▸ YANG PERLU DIKERJAKAN: Tuliskan kembali baris-baris di semua catatan berikut persis seperti aslinya, tetapi jangan sertakan gambarnya.

[Catatan anotasi posisi]
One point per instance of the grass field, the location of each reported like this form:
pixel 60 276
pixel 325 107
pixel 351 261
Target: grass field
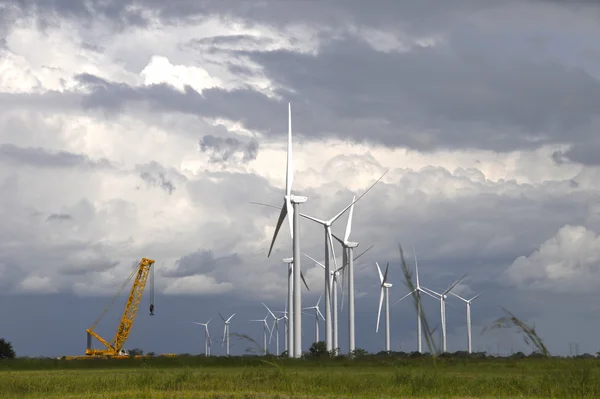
pixel 252 377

▸ JAWABAN TUGAS:
One point per instance of the grass field, the location of each reported like this form:
pixel 60 276
pixel 325 107
pixel 351 261
Target: grass field
pixel 252 377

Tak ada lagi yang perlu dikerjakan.